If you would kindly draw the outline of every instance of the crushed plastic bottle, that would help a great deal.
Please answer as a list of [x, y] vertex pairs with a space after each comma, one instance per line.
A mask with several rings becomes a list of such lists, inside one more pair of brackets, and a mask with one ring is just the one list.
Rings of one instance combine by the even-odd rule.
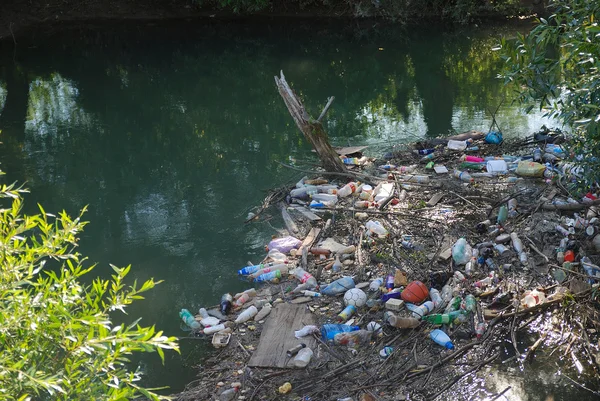
[[331, 283], [329, 283], [325, 288], [321, 289], [321, 294], [328, 296], [335, 296], [342, 293], [345, 293], [351, 288], [354, 288], [356, 284], [354, 280], [350, 276], [344, 276], [339, 278]]
[[306, 347], [298, 351], [298, 354], [294, 358], [294, 366], [297, 368], [305, 368], [313, 356], [313, 351]]
[[368, 330], [355, 330], [345, 333], [338, 333], [333, 337], [333, 343], [335, 345], [344, 345], [346, 347], [358, 347], [360, 345], [366, 345], [371, 341], [372, 331]]
[[360, 327], [348, 326], [345, 324], [324, 324], [321, 327], [321, 337], [325, 342], [332, 342], [337, 334], [355, 330], [360, 330]]
[[239, 316], [235, 319], [235, 322], [244, 323], [252, 319], [257, 313], [258, 309], [256, 309], [256, 306], [251, 305], [248, 309], [239, 314]]
[[297, 293], [303, 290], [311, 290], [317, 287], [317, 280], [301, 267], [296, 267], [294, 270], [290, 271], [290, 274], [296, 276], [298, 280], [300, 280], [300, 285], [292, 290], [292, 293]]
[[546, 294], [538, 290], [526, 291], [524, 297], [521, 298], [521, 306], [532, 308], [543, 303], [546, 300]]
[[433, 305], [436, 309], [444, 307], [444, 300], [442, 299], [442, 296], [438, 290], [435, 288], [430, 288], [429, 297], [431, 298], [431, 302], [433, 302]]
[[[334, 325], [334, 326], [337, 326], [337, 325]], [[300, 330], [296, 330], [294, 332], [294, 336], [296, 338], [302, 338], [302, 337], [306, 337], [310, 334], [318, 333], [318, 332], [319, 332], [319, 328], [317, 326], [310, 325], [310, 326], [304, 326]], [[322, 332], [322, 329], [321, 329], [321, 332]], [[325, 340], [325, 337], [323, 337], [323, 340]]]
[[[348, 195], [351, 195], [352, 193], [356, 192], [356, 183], [355, 182], [349, 182], [348, 184], [344, 185], [342, 188], [338, 189], [337, 191], [337, 196], [339, 196], [340, 198], [345, 198]], [[314, 197], [313, 197], [314, 199]]]
[[463, 182], [473, 182], [473, 177], [466, 171], [454, 170], [454, 177], [458, 178]]
[[419, 319], [415, 319], [414, 317], [398, 317], [391, 312], [388, 315], [387, 322], [390, 326], [398, 329], [413, 329], [419, 327], [421, 324]]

**Work to complete:**
Could you repeat exactly the lines in the listing above from the one with "Please answer as" down to the one with "A mask with several"? Include both of those lines.

**Written solution:**
Please answer as a list of [x, y] vertex pairs with a space after each comma, one instance per line.
A mask with several rings becomes a list of such lists, inside one more pair of brackets, and a mask with one ring is just the one list.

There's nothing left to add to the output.